Exercise instructions> The answer must be every line below that holds the word "above".

Information supplied>

%%

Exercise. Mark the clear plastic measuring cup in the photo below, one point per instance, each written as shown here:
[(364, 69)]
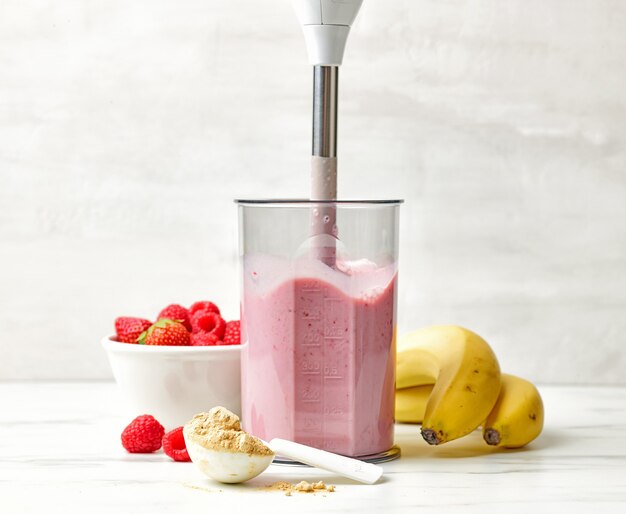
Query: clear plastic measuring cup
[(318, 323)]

%%
%%

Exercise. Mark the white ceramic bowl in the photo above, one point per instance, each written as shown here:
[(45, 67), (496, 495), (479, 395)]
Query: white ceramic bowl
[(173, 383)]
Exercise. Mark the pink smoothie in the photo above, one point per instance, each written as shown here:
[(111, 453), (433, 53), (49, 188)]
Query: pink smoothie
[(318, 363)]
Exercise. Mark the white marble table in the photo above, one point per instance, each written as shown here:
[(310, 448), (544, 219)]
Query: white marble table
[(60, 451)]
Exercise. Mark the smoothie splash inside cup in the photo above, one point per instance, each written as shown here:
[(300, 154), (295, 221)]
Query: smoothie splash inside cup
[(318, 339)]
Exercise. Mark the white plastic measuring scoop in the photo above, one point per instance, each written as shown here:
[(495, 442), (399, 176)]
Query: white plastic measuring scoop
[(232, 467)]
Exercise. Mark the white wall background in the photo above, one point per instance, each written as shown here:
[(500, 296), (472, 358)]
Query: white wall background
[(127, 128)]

%%

Task solution>
Exercise. Mark the white ceramic bowl in the photo above, one point per instance, each written as shown here:
Exercise. Mark the pink smoothie in the photo above, one point per instance, each written as shown here:
Exercise. Mark the white marble table in the photo above, one point per instance, each written as shown here:
Exercise. Mark the smoothie splash inside cup in the photo above, one point per instance, each written as shown here:
Exercise. Mark the white plastic measuring scoop in the photo above, one point per instance, each written as shown here:
Exercise. Mark the white wall background in the photo above, one point per instance, each written as shown here:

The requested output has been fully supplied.